======== Texto ========

O documentário ilustra como as tecnologias modernas utilizam mecanismos para controlar e influenciar os indivíduos. Esta análise filosófica irá alinhar-se com as teorias de Michel Foucault sobre o poder na sociedade contemporânea.

Antes de mais, “The Social Dilemma”, expõe entrevistas com ex-funcionários e executivos de grandes empresas de tecnologia, como a Google, Facebook, Twitter e Instagram. Ao longo do filme, revela-se como os algoritmos das plataformas digitais são projetados para maximizar o engagement dos utilizadores, recolhendo e analisando enormes quantidades de dados pessoais para prever e influenciar o comportamento dos mesmos.

Análise Crítica

  1. Estrutura de Poder e Controlo

O documentário mostra como as empresas de tecnologia controlam constantemente o comportamento dos utilizadores, recolhendo e analisando dados para criar perfis detalhados. Esse processo de vigilância contínua permite que as empresas prevejam e influenciem comportamentos, exacerbando questões de privacidade e autonomia.

Tristan Harris, ex-desenvolvedor do Google, explica como as plataformas de redes sociais rastreiam cada ação dos utilizadores — comentários, likes, tempo de visualização, etc. — para construir perfis detalhados.

As redes sociais utilizam algoritmos sofisticados para manter os utilizadores ligados, explorando vulnerabilidades psicológicas. Isso resulta em dependência digital, afetando a saúde mental e a incapacidade de cada pessoa tomar decisões informadas.

======== Material em bruto ========

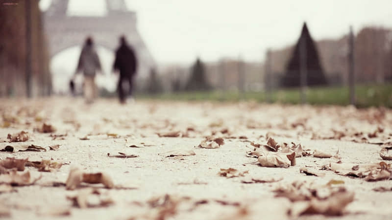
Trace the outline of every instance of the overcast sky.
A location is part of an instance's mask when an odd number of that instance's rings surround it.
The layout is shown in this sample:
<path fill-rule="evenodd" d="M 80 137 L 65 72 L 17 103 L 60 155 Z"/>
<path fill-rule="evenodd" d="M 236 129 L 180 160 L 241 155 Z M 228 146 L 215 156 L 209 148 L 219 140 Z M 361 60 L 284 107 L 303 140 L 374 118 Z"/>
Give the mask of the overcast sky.
<path fill-rule="evenodd" d="M 71 0 L 73 11 L 91 13 L 104 6 L 98 0 L 83 0 L 89 7 L 76 3 L 81 0 Z M 317 40 L 339 38 L 350 24 L 356 31 L 367 25 L 392 27 L 391 0 L 126 1 L 137 12 L 140 34 L 161 64 L 188 64 L 198 56 L 208 61 L 239 55 L 260 61 L 267 48 L 293 44 L 305 21 Z"/>

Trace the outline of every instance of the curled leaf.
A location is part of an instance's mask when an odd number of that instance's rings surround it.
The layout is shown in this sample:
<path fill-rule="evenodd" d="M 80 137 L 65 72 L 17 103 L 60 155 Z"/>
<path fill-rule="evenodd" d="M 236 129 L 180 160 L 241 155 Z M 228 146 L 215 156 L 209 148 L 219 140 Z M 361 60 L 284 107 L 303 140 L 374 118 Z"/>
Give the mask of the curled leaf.
<path fill-rule="evenodd" d="M 163 154 L 166 157 L 172 157 L 173 156 L 193 156 L 196 155 L 196 154 L 192 150 L 178 149 L 170 151 Z"/>
<path fill-rule="evenodd" d="M 330 158 L 332 156 L 332 155 L 318 150 L 315 150 L 313 152 L 313 156 L 318 158 Z"/>
<path fill-rule="evenodd" d="M 257 160 L 263 167 L 287 168 L 295 165 L 295 153 L 267 154 L 259 156 Z"/>
<path fill-rule="evenodd" d="M 317 176 L 324 176 L 325 174 L 318 171 L 315 169 L 309 168 L 308 167 L 302 167 L 299 169 L 300 173 L 303 173 L 306 175 L 313 175 Z"/>
<path fill-rule="evenodd" d="M 12 153 L 25 151 L 47 151 L 45 148 L 39 146 L 17 143 L 13 144 L 12 145 L 5 145 L 2 149 L 0 149 L 0 150 Z"/>
<path fill-rule="evenodd" d="M 240 171 L 236 169 L 220 169 L 220 171 L 218 173 L 218 175 L 220 176 L 224 176 L 227 178 L 232 178 L 238 176 L 244 176 L 245 174 L 247 174 L 249 171 Z"/>
<path fill-rule="evenodd" d="M 10 139 L 12 142 L 24 142 L 28 140 L 28 134 L 27 132 L 22 131 L 19 133 L 13 134 L 9 133 L 7 136 L 7 138 Z"/>
<path fill-rule="evenodd" d="M 392 147 L 383 148 L 380 151 L 380 156 L 383 160 L 392 160 Z"/>
<path fill-rule="evenodd" d="M 27 160 L 28 158 L 16 159 L 14 157 L 7 157 L 0 161 L 0 167 L 7 169 L 16 168 L 18 171 L 23 171 L 24 170 L 24 164 Z"/>
<path fill-rule="evenodd" d="M 118 152 L 118 154 L 111 154 L 110 153 L 107 153 L 107 156 L 110 157 L 118 157 L 118 158 L 132 158 L 137 157 L 139 156 L 136 154 L 127 154 L 121 152 Z"/>

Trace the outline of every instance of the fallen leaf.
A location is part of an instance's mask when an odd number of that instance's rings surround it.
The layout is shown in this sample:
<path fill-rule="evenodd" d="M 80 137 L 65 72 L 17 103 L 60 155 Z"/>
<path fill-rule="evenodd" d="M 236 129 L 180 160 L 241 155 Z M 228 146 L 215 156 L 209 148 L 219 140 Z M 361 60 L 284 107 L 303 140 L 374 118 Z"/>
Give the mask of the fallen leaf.
<path fill-rule="evenodd" d="M 373 191 L 376 191 L 376 192 L 389 192 L 389 191 L 392 191 L 392 187 L 385 187 L 384 186 L 379 186 L 378 187 L 373 188 L 372 190 Z"/>
<path fill-rule="evenodd" d="M 56 129 L 51 125 L 43 123 L 40 127 L 35 129 L 41 133 L 51 133 L 56 131 Z"/>
<path fill-rule="evenodd" d="M 49 207 L 46 210 L 40 211 L 37 214 L 40 216 L 65 217 L 71 216 L 71 209 L 62 207 Z"/>
<path fill-rule="evenodd" d="M 123 153 L 119 152 L 118 154 L 111 155 L 110 153 L 107 153 L 107 156 L 110 157 L 119 157 L 119 158 L 132 158 L 137 157 L 139 156 L 136 154 L 126 154 Z"/>
<path fill-rule="evenodd" d="M 113 188 L 114 186 L 112 178 L 105 173 L 83 173 L 82 179 L 83 182 L 87 183 L 102 183 L 108 188 Z"/>
<path fill-rule="evenodd" d="M 58 151 L 60 149 L 59 144 L 55 144 L 54 145 L 51 145 L 49 146 L 49 149 L 52 151 Z"/>
<path fill-rule="evenodd" d="M 0 205 L 0 217 L 11 218 L 11 211 L 9 208 Z"/>
<path fill-rule="evenodd" d="M 107 133 L 106 135 L 108 137 L 119 137 L 119 135 L 115 133 Z"/>
<path fill-rule="evenodd" d="M 294 217 L 303 215 L 321 214 L 325 216 L 340 216 L 345 207 L 354 201 L 354 193 L 345 190 L 334 194 L 325 199 L 294 202 L 290 210 Z"/>
<path fill-rule="evenodd" d="M 192 150 L 186 149 L 178 149 L 174 150 L 173 151 L 170 151 L 169 152 L 164 153 L 163 154 L 166 157 L 172 157 L 173 156 L 193 156 L 196 155 L 195 152 Z"/>
<path fill-rule="evenodd" d="M 316 176 L 325 176 L 325 174 L 318 171 L 315 169 L 308 167 L 302 167 L 299 169 L 300 173 L 303 173 L 306 175 L 313 175 Z"/>
<path fill-rule="evenodd" d="M 42 147 L 19 143 L 13 143 L 12 145 L 4 145 L 0 150 L 12 153 L 25 151 L 47 151 L 47 150 Z"/>
<path fill-rule="evenodd" d="M 391 178 L 391 164 L 384 161 L 360 164 L 331 163 L 329 169 L 342 176 L 365 178 L 366 181 L 378 181 Z"/>
<path fill-rule="evenodd" d="M 245 174 L 249 173 L 249 171 L 239 171 L 234 168 L 220 169 L 220 171 L 218 173 L 218 175 L 220 176 L 224 176 L 227 178 L 232 178 L 238 176 L 244 176 Z"/>
<path fill-rule="evenodd" d="M 198 147 L 201 148 L 219 148 L 220 145 L 224 144 L 224 141 L 221 137 L 207 137 L 201 141 Z"/>
<path fill-rule="evenodd" d="M 12 188 L 12 186 L 10 184 L 0 184 L 0 194 L 4 193 L 10 193 L 11 192 L 16 192 L 16 190 Z M 1 215 L 0 215 L 1 216 Z"/>
<path fill-rule="evenodd" d="M 158 136 L 159 137 L 177 137 L 181 135 L 181 132 L 179 131 L 175 131 L 172 132 L 161 132 L 157 133 Z"/>
<path fill-rule="evenodd" d="M 241 179 L 243 183 L 265 183 L 278 182 L 283 179 L 282 177 L 273 176 L 245 176 Z"/>
<path fill-rule="evenodd" d="M 28 160 L 26 159 L 16 159 L 14 157 L 7 157 L 0 161 L 0 167 L 6 169 L 16 168 L 18 171 L 24 170 L 24 163 Z"/>
<path fill-rule="evenodd" d="M 42 160 L 41 161 L 27 161 L 25 164 L 26 167 L 34 167 L 38 171 L 51 172 L 56 171 L 61 167 L 62 162 L 58 162 L 49 160 Z"/>
<path fill-rule="evenodd" d="M 289 214 L 294 218 L 306 214 L 342 215 L 345 206 L 354 200 L 354 193 L 343 187 L 315 185 L 303 181 L 281 186 L 274 192 L 275 197 L 285 197 L 292 202 Z"/>
<path fill-rule="evenodd" d="M 66 182 L 67 190 L 73 190 L 82 182 L 91 184 L 102 183 L 108 188 L 114 187 L 112 178 L 105 173 L 85 173 L 78 168 L 71 168 Z"/>
<path fill-rule="evenodd" d="M 383 160 L 392 160 L 392 147 L 383 148 L 380 151 L 380 156 Z"/>
<path fill-rule="evenodd" d="M 278 149 L 280 147 L 280 145 L 275 141 L 273 138 L 271 137 L 268 138 L 267 141 L 267 146 L 272 149 L 274 152 L 278 151 Z"/>
<path fill-rule="evenodd" d="M 329 180 L 327 183 L 327 185 L 337 185 L 337 184 L 344 184 L 344 181 L 343 180 L 338 180 L 336 179 L 331 179 Z"/>
<path fill-rule="evenodd" d="M 54 134 L 51 133 L 50 135 L 50 137 L 52 137 L 52 140 L 56 140 L 56 139 L 58 138 L 60 140 L 65 140 L 65 138 L 64 137 L 67 136 L 68 135 L 68 133 L 64 133 L 64 134 Z M 59 137 L 60 138 L 59 138 Z"/>
<path fill-rule="evenodd" d="M 267 167 L 287 168 L 295 165 L 295 153 L 270 153 L 261 155 L 257 159 L 260 165 Z"/>
<path fill-rule="evenodd" d="M 7 138 L 10 139 L 12 142 L 24 142 L 28 140 L 28 135 L 27 132 L 22 131 L 19 133 L 13 134 L 9 133 L 7 136 Z"/>
<path fill-rule="evenodd" d="M 114 203 L 108 196 L 92 189 L 80 190 L 76 195 L 67 196 L 67 199 L 72 201 L 73 206 L 80 208 L 105 207 Z"/>
<path fill-rule="evenodd" d="M 21 173 L 12 170 L 9 174 L 0 175 L 0 184 L 11 184 L 15 186 L 28 186 L 35 183 L 42 176 L 32 178 L 29 171 Z"/>
<path fill-rule="evenodd" d="M 331 154 L 322 152 L 318 150 L 315 150 L 313 152 L 313 156 L 318 158 L 330 158 L 332 156 Z"/>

========

**O que fazer:**
Continue, por favor, o texto sobre o documentário “The Social Dilemma”, a partir da última frase apresentada.

**Resultado:**
Jaron Lanier, um dos pioneiros da realidade virtual, discute como essas recomendações podem radicalizar as pessoas e espalhar a desinformação.

O design das plataformas promove a disseminação de conteúdo polarizador e desinformativo, uma vez que esse tipo de conteúdo tende a gerar um maior engagement. Isso tem implicações graves para a coesão social e a integridade dos processos democráticos.

2. Impacto Social e Ético

“The Social Dilemma” critica a falta de responsabilidade das empresas de tecnologia, que priorizam o lucro sobre o bem-estar dos utilizadores. A falta de regulamentação eficaz e transparência contribui para a perpetuação desses problemas.

O documentário dramatiza a vida de um adolescente, Ben, que se torna cada vez mais viciado no seu smartphone devido às constantes notificações e sugestões de conteúdo das redes sociais.

As populações jovens são particularmente vulneráveis, sendo mais suscetíveis à pressão social e aos impactos negativos do uso excessivo de redes sociais. Destacando a correlação entre o uso excessivo de redes sociais e problemas de saúde mental, como ansiedade, depressão e sentimentos de inadequação.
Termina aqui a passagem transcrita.